● EXERCISE GOAL:
In the entries below, the word "this" appears on some lines. Copy each of those lines.

[Data entries]
· · · · ·

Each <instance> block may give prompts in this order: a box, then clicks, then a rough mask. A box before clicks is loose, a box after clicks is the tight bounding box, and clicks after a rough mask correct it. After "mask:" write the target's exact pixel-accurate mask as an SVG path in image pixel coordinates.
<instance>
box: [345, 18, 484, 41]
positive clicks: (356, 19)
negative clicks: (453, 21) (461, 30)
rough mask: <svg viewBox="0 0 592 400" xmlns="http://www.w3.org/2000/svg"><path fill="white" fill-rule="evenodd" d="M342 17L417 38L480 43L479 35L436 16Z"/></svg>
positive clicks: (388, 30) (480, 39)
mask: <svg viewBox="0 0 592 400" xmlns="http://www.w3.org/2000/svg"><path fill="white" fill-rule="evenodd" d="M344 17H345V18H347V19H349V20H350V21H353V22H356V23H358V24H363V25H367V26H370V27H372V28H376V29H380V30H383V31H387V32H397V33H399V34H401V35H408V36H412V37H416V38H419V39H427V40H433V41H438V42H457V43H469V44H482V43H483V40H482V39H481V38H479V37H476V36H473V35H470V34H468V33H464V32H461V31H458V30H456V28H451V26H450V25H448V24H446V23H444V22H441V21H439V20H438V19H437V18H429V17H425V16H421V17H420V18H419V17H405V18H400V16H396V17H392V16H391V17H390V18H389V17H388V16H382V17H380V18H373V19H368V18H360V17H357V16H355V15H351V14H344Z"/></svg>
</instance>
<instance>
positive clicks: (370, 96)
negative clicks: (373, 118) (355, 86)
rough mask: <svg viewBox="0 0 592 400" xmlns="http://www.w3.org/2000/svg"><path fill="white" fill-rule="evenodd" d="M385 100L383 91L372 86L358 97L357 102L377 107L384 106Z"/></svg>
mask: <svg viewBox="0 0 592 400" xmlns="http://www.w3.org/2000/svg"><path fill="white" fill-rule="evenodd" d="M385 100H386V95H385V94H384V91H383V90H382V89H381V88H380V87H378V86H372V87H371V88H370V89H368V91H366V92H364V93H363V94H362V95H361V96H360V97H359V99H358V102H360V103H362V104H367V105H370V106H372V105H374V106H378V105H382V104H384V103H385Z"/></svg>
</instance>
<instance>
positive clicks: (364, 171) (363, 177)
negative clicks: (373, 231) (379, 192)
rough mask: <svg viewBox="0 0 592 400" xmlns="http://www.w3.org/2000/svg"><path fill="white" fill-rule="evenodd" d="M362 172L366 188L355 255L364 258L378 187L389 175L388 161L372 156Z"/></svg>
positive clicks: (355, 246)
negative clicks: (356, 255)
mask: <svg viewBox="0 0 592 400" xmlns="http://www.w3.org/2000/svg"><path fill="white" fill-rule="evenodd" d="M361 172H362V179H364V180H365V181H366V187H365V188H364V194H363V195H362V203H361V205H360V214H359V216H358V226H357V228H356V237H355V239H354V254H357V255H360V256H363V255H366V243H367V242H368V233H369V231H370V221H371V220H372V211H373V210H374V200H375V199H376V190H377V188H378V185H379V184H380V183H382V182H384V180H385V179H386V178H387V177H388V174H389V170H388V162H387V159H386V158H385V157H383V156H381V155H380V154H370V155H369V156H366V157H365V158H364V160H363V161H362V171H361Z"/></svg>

· · · · ·

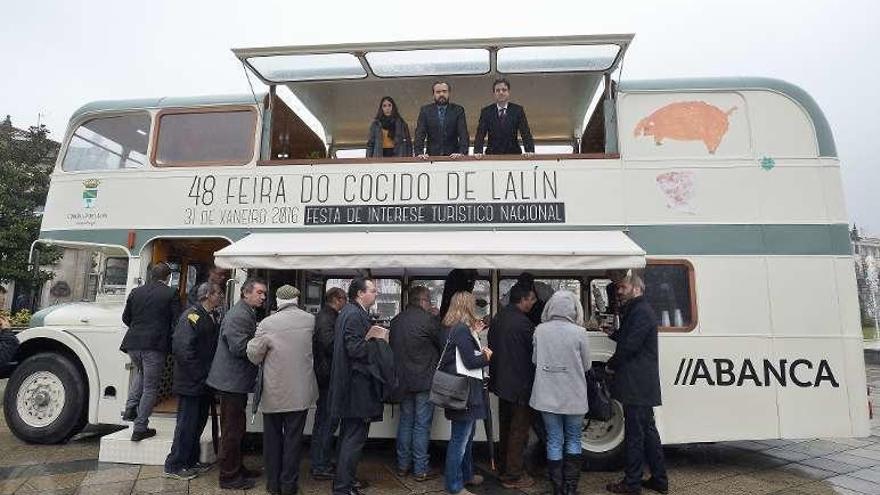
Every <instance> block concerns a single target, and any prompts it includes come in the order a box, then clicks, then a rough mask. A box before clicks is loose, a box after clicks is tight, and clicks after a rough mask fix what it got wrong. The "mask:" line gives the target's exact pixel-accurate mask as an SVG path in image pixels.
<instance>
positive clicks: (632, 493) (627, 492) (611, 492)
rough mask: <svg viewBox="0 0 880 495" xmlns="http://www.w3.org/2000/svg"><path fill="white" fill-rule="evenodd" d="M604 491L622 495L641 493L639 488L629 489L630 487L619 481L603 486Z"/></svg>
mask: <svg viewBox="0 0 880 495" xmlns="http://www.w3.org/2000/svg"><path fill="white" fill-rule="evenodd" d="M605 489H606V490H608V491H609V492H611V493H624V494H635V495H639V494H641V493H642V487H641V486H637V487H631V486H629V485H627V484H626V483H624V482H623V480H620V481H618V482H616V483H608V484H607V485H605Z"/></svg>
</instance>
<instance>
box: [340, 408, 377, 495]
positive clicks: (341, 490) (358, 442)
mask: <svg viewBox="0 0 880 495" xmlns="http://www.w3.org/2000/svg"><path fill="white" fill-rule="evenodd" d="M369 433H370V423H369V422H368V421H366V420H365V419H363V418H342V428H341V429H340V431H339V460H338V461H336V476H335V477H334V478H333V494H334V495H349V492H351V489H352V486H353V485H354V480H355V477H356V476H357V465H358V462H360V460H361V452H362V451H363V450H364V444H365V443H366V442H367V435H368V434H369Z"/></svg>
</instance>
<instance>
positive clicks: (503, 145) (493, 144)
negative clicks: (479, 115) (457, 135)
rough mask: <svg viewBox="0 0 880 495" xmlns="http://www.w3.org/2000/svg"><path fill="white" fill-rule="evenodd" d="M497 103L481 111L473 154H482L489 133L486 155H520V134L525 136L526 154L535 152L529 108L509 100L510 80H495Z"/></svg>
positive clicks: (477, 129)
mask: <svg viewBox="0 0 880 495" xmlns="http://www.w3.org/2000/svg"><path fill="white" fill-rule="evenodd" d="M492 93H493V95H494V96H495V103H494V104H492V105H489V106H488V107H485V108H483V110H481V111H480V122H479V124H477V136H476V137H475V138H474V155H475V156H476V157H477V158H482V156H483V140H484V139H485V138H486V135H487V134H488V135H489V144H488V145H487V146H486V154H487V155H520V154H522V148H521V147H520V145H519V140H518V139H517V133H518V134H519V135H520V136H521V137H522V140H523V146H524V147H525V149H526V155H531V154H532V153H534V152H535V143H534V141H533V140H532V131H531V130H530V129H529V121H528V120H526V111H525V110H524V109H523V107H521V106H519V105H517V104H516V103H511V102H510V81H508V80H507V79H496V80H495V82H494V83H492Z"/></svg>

· · · · ·

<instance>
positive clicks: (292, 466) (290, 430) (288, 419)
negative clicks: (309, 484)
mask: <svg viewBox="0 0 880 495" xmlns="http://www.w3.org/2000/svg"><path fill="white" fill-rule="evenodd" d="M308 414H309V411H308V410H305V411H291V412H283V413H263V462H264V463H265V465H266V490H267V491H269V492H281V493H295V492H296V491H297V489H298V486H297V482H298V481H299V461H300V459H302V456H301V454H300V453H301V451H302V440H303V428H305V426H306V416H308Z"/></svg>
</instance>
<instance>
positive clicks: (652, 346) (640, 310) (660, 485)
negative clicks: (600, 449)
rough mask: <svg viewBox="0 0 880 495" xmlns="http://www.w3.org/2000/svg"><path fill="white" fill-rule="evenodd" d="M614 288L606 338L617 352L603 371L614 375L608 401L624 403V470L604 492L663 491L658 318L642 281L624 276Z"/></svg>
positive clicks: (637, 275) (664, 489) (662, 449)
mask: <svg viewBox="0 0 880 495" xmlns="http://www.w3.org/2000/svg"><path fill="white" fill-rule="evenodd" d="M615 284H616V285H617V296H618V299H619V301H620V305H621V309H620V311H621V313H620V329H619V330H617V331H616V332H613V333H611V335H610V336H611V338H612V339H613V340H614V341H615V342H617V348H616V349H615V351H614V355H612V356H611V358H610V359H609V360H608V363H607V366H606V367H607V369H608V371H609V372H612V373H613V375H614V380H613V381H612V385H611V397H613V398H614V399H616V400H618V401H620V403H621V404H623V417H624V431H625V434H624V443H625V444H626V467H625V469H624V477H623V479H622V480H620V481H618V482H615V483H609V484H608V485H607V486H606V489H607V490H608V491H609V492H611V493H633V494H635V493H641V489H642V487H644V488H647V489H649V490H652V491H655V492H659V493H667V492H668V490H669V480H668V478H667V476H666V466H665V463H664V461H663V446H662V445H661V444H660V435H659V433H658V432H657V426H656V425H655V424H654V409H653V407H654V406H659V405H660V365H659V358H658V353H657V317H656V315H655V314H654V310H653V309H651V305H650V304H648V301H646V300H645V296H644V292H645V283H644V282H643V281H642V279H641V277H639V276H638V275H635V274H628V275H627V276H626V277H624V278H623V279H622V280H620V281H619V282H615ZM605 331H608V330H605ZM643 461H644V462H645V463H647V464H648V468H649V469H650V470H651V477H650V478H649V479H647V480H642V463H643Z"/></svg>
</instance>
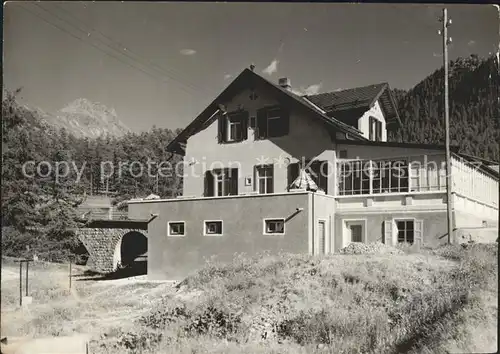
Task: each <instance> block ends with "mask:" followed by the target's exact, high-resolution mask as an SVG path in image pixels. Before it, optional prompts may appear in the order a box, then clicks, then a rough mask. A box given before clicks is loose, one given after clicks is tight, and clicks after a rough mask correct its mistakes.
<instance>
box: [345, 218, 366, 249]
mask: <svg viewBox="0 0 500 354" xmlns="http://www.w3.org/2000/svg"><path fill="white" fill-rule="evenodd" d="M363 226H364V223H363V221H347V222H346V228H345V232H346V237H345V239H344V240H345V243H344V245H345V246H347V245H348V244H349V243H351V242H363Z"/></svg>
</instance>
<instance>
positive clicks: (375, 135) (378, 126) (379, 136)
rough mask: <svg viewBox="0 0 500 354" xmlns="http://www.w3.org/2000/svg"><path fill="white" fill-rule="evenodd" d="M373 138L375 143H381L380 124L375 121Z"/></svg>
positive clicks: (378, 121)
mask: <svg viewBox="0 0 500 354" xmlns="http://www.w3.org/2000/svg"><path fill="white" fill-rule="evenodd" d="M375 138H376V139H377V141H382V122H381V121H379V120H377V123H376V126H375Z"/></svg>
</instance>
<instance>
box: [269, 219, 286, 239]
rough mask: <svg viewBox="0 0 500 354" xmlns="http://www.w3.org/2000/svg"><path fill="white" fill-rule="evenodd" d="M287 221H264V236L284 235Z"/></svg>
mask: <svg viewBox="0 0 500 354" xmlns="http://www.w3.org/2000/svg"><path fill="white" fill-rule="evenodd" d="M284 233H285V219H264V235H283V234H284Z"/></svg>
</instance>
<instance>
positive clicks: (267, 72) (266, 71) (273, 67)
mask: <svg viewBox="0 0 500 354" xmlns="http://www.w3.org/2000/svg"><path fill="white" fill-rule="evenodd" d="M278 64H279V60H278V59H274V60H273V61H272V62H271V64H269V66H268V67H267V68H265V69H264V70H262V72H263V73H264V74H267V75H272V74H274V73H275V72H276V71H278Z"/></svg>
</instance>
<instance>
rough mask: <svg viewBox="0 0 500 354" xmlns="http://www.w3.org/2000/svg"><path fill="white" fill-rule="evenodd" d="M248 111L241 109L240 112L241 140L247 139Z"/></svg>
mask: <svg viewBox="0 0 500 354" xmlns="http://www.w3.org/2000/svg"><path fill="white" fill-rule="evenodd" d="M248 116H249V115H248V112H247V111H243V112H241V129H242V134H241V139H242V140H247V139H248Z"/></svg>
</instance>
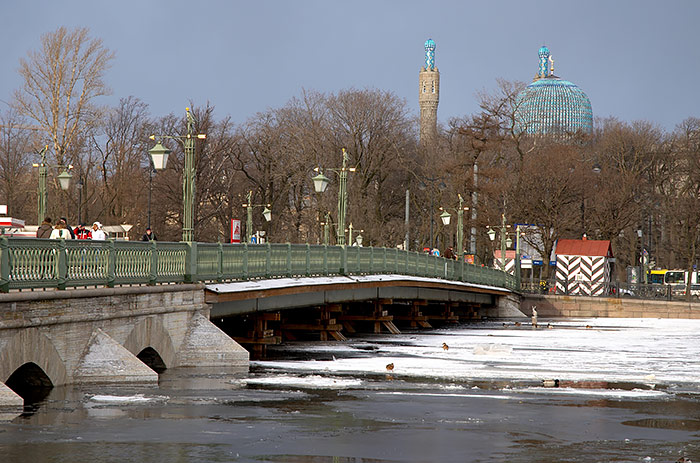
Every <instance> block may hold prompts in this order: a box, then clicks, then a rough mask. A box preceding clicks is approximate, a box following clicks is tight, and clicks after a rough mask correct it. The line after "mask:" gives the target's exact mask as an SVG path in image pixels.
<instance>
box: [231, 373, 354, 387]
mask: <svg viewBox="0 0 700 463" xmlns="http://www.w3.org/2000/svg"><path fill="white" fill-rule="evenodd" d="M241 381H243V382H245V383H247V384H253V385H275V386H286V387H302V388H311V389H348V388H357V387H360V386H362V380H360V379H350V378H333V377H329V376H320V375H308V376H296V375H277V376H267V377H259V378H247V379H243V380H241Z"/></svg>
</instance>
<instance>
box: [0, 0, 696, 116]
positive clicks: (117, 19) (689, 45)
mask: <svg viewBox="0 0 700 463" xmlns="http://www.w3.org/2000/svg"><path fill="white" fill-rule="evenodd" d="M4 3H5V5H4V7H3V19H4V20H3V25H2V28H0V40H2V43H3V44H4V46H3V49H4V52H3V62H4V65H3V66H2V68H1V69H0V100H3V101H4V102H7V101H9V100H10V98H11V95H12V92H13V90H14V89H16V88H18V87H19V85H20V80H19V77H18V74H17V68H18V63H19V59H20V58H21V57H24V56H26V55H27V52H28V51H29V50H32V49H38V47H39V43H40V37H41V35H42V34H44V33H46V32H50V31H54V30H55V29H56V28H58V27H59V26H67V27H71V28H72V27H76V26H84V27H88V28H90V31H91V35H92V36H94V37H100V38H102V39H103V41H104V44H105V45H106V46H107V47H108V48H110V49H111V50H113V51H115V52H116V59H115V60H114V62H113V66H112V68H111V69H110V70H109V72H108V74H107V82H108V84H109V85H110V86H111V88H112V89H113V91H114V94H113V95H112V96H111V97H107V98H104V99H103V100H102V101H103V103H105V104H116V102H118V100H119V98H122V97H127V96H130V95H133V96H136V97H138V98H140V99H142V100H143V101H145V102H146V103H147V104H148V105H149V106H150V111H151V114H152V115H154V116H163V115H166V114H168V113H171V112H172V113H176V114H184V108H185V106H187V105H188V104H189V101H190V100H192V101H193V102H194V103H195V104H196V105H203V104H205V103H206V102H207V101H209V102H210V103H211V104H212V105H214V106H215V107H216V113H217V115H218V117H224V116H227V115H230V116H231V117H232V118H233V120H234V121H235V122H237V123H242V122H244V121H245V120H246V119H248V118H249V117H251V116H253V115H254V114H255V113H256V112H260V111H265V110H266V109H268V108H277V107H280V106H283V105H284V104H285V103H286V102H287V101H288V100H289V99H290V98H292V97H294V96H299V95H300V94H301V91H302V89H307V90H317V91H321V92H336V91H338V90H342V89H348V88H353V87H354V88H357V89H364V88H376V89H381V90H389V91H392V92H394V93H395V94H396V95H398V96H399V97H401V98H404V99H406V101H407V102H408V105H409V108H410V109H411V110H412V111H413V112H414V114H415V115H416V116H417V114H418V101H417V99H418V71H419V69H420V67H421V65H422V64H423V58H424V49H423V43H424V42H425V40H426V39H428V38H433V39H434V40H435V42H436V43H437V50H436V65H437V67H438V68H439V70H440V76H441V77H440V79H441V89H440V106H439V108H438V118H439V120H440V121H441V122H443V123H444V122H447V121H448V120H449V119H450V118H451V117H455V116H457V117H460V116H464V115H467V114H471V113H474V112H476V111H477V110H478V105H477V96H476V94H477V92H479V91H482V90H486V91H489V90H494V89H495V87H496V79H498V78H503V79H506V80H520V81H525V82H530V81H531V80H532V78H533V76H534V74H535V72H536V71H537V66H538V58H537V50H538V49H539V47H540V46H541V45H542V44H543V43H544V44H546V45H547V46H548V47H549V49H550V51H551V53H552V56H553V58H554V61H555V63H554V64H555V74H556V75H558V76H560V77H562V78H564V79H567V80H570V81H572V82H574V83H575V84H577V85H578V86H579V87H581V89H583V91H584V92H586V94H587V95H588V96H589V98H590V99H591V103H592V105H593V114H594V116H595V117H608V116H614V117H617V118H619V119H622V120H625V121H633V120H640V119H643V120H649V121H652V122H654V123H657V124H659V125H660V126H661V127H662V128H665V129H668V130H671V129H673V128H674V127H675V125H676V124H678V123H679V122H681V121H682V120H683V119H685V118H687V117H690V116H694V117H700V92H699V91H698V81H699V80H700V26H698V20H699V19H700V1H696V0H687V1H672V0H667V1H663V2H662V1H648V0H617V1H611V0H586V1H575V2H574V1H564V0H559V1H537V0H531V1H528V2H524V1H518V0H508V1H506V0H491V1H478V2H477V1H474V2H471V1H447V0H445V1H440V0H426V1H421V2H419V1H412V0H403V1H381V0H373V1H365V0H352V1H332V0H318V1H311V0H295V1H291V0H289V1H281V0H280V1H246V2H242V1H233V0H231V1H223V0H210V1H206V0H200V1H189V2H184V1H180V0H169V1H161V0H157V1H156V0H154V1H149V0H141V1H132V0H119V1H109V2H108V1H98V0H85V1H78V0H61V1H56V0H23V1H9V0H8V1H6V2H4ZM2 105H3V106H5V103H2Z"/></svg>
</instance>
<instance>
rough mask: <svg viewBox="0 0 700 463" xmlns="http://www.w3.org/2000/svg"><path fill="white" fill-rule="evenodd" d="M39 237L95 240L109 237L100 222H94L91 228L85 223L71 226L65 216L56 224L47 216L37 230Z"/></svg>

· · · · ·

● RESPONSE BELOW:
Each <instance> block may give prompts in this order: a box, then clicks, then a rough mask. A box before clicks is loose, a box after clicks is the tight bounding box, and clicks after a rough mask correct it. After "mask:" write the target's exact pixel-accurate mask as an SVG path in image pixel coordinates.
Every <instance> block may hold prompts in this order: a box, then clicks, then a rough mask. A box preceding clicks is approximate, a box following clicks is tight, and clicks after a rough mask correct it. The line after "mask:" gives the target's exact mask as an SVG path in image pixels.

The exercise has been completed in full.